▶ [WHAT IS EXPECTED]:
Update the rows from the one containing "Guideline: for every instance of the teal" down to the one containing "column 513, row 283", replacing "comforter" with "blanket" and leaving everything else unchanged. Write out only those rows.
_ _ _
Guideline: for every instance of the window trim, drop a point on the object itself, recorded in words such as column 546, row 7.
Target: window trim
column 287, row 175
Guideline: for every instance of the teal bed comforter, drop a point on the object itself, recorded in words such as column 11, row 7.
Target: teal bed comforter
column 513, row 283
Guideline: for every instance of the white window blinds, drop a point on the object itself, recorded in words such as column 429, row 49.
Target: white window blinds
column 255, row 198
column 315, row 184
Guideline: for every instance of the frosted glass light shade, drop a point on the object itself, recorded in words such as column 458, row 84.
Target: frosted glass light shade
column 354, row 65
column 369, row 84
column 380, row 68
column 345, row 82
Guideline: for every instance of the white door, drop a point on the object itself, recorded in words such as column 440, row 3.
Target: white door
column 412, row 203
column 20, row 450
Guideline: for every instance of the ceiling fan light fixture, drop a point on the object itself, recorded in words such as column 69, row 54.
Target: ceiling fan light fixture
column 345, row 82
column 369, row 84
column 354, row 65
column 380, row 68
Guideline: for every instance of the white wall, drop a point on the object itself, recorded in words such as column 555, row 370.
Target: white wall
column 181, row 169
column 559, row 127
_ _ _
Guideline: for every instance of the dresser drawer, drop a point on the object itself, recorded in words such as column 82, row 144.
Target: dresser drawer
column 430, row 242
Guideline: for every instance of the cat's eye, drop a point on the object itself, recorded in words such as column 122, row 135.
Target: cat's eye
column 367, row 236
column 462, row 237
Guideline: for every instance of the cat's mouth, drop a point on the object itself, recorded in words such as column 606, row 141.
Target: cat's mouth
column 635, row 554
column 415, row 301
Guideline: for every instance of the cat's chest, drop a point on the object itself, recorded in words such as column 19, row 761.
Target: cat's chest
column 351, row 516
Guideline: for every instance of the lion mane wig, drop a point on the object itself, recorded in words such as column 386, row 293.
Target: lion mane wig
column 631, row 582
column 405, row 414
_ _ _
▶ [EXERCISE ANSWER]:
Guideline: for every instance of the teal bed blanket, drop a point on the object itself, recorded in words such as column 11, row 7.
Target: teal bed blanket
column 513, row 283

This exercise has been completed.